- Alıştırmalar
1. Seçilmiş bölüme göre öldüreni affetme yetkisi kime aittir?
2. Aşağıdaki listenin bütün satırlarını boş satırları atlayarak "No" ve "Satır" sütunlarından oluşan bir Markdown tablosu halinde düzenleyin. Resimleri tabloya almayın.

- Seçilmiş Bölüm
● ● ● ● ● ● ●

Şeriat hükümleri ve hikmetleri – KISAS (Katilin hükmü)
Bir kimsenin hayatına saldıranın, bunu hayatıyla ödemesi, birinin vücudunu yaralaması, kendi bedeninde
bunun karşılığı kadar zedelenmeye uğramasını gerektirir. Bu, insana ve onun haklarına bir **saygıdır.**
Öldüreni affetmek, ölenin hakkına **tecâvüzdür.** Kur’an, öldürenin (katilin) bağışlanmasını tavsiye
etmektedir. Ancak, bu af yetkisi, **yalnızca ölenin yakınlarına âittir.** Onlar dilerse affederler, dilerse diyet
(kan bedeli) alırlar. Ama affetmezlerse, suçlunun cezâsı verilmelidir. Bu cezâyı da ancak müslümanların
işlerini yürüten yetkililer (İslâm devletinin yöneticileri) yerine getirebilir.
Kısas, Kur’an’ın tesbit ettiği bir cezâdır. Peygamberimiz (sallallahu aleyhi vesellem) bunu hem uygulamış
hem de tavsiye etmiştir. Bütün İslâm âlimleri bu konuda fikir birliği (icmâ) etmişlerdir. Akıl yönünden de bu
cezanın gerekliliği ortadadır. Bir tarafta suçlu, bir tarafta ise haksızlığa uğrayan taraf vardır. Suçlunun ceza
alması, haklının da hakkının ödenmesi gereklidir.
(2/Bakara Suresi, 178-179)
“Ey iman edenler! Öldürülenler hakkında size kısas farz kılındı. Hüre hür, köleye köle, kadına kadın öldürülür.
Ancak kim kardeşi tarafından affedilirse kısas düşer. Bundan sonra ma’rûfa/iyiye uymak, öldürülenin velîsine
(gereken diyeti) güzel bir şekilde ve tam olarak ödemek gelir. O halde söylenenler, Rabbinizden bir hafifletme
ve rahmettir. Her kim bundan sonra saldırıya kalkışırsa, muhakkak onun için elem verici bir azap vardır. Ey
akıl sahipleri! Kısasta sizin için hayat vardır. Umulur ki, prensiplere uyar da kendinizi (kötülüklerden)

● ● ● ● ● ● ●

- Alıştırma Girdileri
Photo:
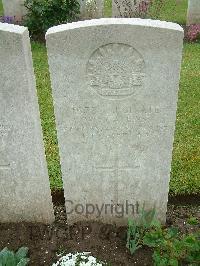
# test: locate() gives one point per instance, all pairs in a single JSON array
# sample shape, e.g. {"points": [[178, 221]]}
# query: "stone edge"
{"points": [[12, 28], [116, 21]]}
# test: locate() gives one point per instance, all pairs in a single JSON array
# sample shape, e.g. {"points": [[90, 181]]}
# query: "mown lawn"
{"points": [[185, 176]]}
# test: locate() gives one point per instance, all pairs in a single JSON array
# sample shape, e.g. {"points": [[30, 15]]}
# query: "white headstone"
{"points": [[125, 8], [14, 8], [193, 14], [91, 9], [24, 185], [115, 85]]}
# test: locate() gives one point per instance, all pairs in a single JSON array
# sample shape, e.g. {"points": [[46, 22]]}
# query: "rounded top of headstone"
{"points": [[12, 28], [116, 21]]}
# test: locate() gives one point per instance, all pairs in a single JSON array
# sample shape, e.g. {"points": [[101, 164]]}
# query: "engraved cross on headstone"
{"points": [[116, 169], [4, 164]]}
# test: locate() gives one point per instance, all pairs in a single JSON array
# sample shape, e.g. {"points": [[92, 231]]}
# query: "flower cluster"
{"points": [[193, 33]]}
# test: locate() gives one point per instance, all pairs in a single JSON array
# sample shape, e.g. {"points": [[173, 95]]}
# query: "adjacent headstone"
{"points": [[115, 85], [193, 13], [90, 9], [126, 8], [14, 8], [24, 185]]}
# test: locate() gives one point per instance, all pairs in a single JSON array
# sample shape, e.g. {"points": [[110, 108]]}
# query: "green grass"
{"points": [[1, 8], [47, 113], [185, 176]]}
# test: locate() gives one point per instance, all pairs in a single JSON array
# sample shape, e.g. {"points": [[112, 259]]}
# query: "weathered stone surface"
{"points": [[91, 9], [125, 8], [193, 14], [24, 185], [115, 85], [14, 8]]}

● ● ● ● ● ● ●

- Alıştırma Çözümleri
1. Bu yetki yalnızca ölenin yakınlarına aittir.

2.
| No | Satır |
|---|---|
| 1 | Photo: |
| 2 | # test: locate() gives one point per instance, all pairs in a single JSON array |
| 3 | # sample shape, e.g. {"points": [[178, 221]]} |
| 4 | # query: "stone edge" |
| 5 | {"points": [[12, 28], [116, 21]]} |
| 6 | # test: locate() gives one point per instance, all pairs in a single JSON array |
| 7 | # sample shape, e.g. {"points": [[90, 181]]} |
| 8 | # query: "mown lawn" |
| 9 | {"points": [[185, 176]]} |
| 10 | # test: locate() gives one point per instance, all pairs in a single JSON array |
| 11 | # sample shape, e.g. {"points": [[30, 15]]} |
| 12 | # query: "white headstone" |
| 13 | {"points": [[125, 8], [14, 8], [193, 14], [91, 9], [24, 185], [115, 85]]} |
| 14 | # test: locate() gives one point per instance, all pairs in a single JSON array |
| 15 | # sample shape, e.g. {"points": [[46, 22]]} |
| 16 | # query: "rounded top of headstone" |
| 17 | {"points": [[12, 28], [116, 21]]} |
| 18 | # test: locate() gives one point per instance, all pairs in a single JSON array |
| 19 | # sample shape, e.g. {"points": [[101, 164]]} |
| 20 | # query: "engraved cross on headstone" |
| 21 | {"points": [[116, 169], [4, 164]]} |
| 22 | # test: locate() gives one point per instance, all pairs in a single JSON array |
| 23 | # sample shape, e.g. {"points": [[92, 231]]} |
| 24 | # query: "flower cluster" |
| 25 | {"points": [[193, 33]]} |
| 26 | # test: locate() gives one point per instance, all pairs in a single JSON array |
| 27 | # sample shape, e.g. {"points": [[173, 95]]} |
| 28 | # query: "adjacent headstone" |
| 29 | {"points": [[115, 85], [193, 13], [90, 9], [126, 8], [14, 8], [24, 185]]} |
| 30 | # test: locate() gives one point per instance, all pairs in a single JSON array |
| 31 | # sample shape, e.g. {"points": [[110, 108]]} |
| 32 | # query: "green grass" |
| 33 | {"points": [[1, 8], [47, 113], [185, 176]]} |
| 34 | # test: locate() gives one point per instance, all pairs in a single JSON array |
| 35 | # sample shape, e.g. {"points": [[112, 259]]} |
| 36 | # query: "weathered stone surface" |
| 37 | {"points": [[91, 9], [125, 8], [193, 14], [24, 185], [115, 85], [14, 8]]} |